■ **Actions to take**:
1: Please repeat the account of the "Africa and Ale" event, starting at "Dedicated students, faculty" and ending at "over the year.".
2: Decide whether each statement agrees with the account of the "Africa and Ale" event. Answer yes or no, and quote the words that decide it: (a) The event took place at the Gregory Allicar Museum of Art. (b) Guests had to pay to attend. (c) Fort Collins Marimba played Ethiopian music.

[Opening Passage section]

Dedicated students, faculty and community members came together in the fourth annual “Africa and Ale” May 3 to celebrate African studies, culture and the future of sustainability. 

“It’s just a celebration for the faculty and students and our community members who are interested in Africa,” said Kathleen Galvin, the director of The Africa Center at Colorado State University and a professor in the anthropology department. Galvin said the event is a thank you to the community for supporting the center over the year.


The event, held at the Gregory Allicar Museum of Art, was free, but donations were encouraged so the Center can continue to run and hold events such as this, providing food from Nyala Ethiopian Cuisine and African style beer from Maxline Brewing, Horse & Dragon Brewing Company and Zwei Brewing Co. Fort Collins Marimba, a local band, provided traditional and contemporary Zimbabwean sounds and rhythms. 

“The Africa Center represents all the faculty and students who work in Africa,” Galvin said. “And we also highlight faculty and students who are doing research, all the way from veterinary medicine to the arts, conservation, everything in between.”

[Closing Passage section]
[Opening Information provided section]

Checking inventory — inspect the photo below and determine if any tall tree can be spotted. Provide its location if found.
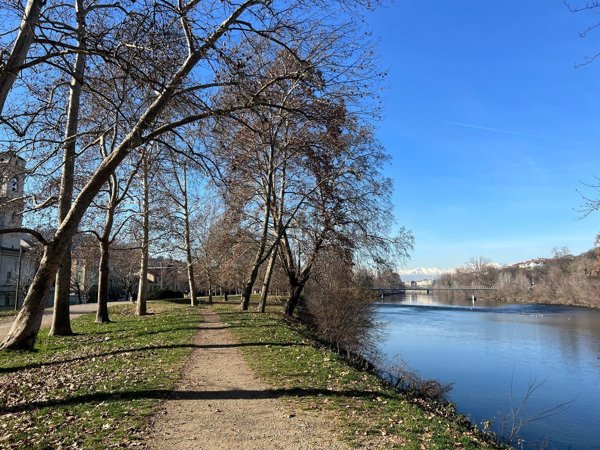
[50,0,87,336]
[2,0,384,348]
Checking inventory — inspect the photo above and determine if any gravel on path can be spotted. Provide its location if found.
[147,311,349,450]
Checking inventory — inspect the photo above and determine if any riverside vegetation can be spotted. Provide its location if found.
[0,302,200,449]
[0,302,508,449]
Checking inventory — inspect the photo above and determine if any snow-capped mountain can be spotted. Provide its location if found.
[398,267,454,281]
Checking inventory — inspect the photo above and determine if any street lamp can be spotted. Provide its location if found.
[15,239,31,311]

[Closing Information provided section]

■ **Responses to the exercise**:
1:
Dedicated students, faculty and community members came together in the fourth annual “Africa and Ale” May 3 to celebrate African studies, culture and the future of sustainability. 

“It’s just a celebration for the faculty and students and our community members who are interested in Africa,” said Kathleen Galvin, the director of The Africa Center at Colorado State University and a professor in the anthropology department. Galvin said the event is a thank you to the community for supporting the center over the year.

2:
(a) Yes: "The event, held at the Gregory Allicar Museum of Art"
(b) No: "was free, but donations were encouraged"
(c) No: "provided traditional and contemporary Zimbabwean sounds and rhythms"